- **The task**:
Render into Spanish the sentence "If a drop of liquid breaks into smaller droplets, it results in lowering of temperature of the droplets." from the physics question below.

Question

If a drop of liquid breaks into smaller droplets, it results in lowering of temperature of the droplets. Let a drop of radius R, break into N small droplets each of radius r. Estimate the drop in temperature.

Answer 1

When a big drop of radius R, breaks into N droplets each of radius r, the volume remains constant.

∴ Volume of big drop = N × Volume of each small drop

`4/3 πR^3 = N xx 4/3 πR^3`

or `R^3 = Nr^3`

or `N = R^3/r^3`

Now, the change in surface area = `4πR^2 - N4πr^2`

= `4π(R^2 - Nr^2)`

The energy released = T × ΔA

= `S xx 4π(R^2 - Nr^2)`  .....[T = Surface tension]

Due to releasing of this energy. the temperature is lowered.

- **Data provided**:
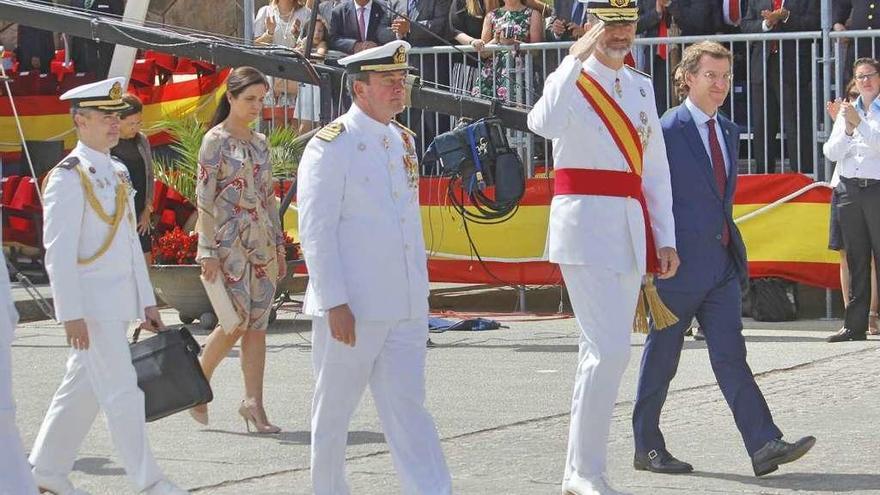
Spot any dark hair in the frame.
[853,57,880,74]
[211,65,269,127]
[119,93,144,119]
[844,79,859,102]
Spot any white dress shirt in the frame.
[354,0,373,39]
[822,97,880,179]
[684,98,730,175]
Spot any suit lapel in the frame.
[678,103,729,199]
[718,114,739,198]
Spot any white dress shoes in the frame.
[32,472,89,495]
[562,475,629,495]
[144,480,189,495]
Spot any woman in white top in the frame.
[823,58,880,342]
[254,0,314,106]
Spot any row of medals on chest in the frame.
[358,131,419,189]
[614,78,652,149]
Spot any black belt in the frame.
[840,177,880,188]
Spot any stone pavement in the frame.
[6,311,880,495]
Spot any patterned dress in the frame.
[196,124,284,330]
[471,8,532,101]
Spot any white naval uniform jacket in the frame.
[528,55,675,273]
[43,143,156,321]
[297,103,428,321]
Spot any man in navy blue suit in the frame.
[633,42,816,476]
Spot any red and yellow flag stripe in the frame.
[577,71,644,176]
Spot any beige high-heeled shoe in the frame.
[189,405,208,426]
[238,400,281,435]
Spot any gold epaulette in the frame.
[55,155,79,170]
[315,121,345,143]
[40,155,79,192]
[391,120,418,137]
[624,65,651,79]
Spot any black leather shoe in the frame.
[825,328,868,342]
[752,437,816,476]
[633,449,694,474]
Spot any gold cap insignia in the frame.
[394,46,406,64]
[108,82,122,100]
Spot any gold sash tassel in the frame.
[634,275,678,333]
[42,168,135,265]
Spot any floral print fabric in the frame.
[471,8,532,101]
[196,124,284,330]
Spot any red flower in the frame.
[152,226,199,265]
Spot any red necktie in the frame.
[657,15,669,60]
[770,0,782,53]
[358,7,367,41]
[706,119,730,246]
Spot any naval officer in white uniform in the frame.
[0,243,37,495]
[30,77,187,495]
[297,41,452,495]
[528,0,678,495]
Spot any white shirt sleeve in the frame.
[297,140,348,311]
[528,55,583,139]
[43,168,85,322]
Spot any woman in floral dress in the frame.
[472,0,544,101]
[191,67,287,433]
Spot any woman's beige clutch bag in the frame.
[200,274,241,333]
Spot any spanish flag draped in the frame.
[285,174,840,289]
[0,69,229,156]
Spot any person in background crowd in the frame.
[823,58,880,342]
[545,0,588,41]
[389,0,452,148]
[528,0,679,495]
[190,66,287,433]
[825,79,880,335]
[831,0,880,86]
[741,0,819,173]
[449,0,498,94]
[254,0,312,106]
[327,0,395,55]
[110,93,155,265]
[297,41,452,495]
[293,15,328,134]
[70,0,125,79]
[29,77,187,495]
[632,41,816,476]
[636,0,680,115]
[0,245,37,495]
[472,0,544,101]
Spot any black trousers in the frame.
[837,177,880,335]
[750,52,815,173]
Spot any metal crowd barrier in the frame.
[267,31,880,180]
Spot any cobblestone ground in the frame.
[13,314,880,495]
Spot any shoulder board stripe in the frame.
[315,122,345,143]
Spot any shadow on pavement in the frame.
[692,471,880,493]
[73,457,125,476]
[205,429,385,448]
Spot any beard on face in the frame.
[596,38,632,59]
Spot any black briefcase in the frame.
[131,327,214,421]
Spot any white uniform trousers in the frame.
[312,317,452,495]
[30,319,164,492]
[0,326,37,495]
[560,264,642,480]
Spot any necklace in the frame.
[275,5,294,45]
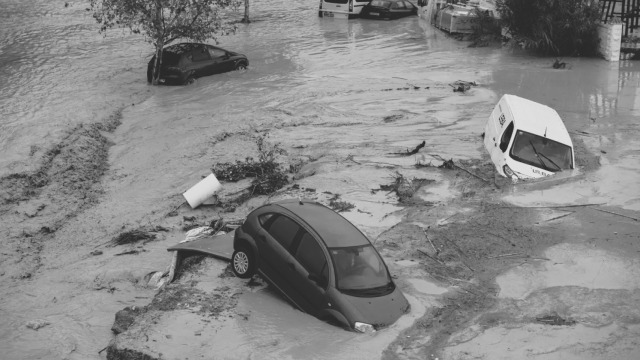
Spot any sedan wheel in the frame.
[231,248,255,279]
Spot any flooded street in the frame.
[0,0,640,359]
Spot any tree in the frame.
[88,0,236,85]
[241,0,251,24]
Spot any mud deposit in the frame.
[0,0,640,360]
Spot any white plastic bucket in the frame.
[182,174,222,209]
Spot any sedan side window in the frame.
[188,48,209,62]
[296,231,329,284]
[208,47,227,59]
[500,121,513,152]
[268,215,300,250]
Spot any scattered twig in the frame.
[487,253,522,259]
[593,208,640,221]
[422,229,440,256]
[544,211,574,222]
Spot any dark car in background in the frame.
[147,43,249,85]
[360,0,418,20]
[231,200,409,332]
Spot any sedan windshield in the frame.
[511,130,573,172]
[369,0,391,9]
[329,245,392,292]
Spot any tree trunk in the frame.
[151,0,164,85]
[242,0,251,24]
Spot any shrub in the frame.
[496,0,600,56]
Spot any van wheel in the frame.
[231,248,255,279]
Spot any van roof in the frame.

- **Problem solution**:
Si una gota de líquido se divide en gotitas más pequeñas, ello produce un descenso de la temperatura de las gotitas.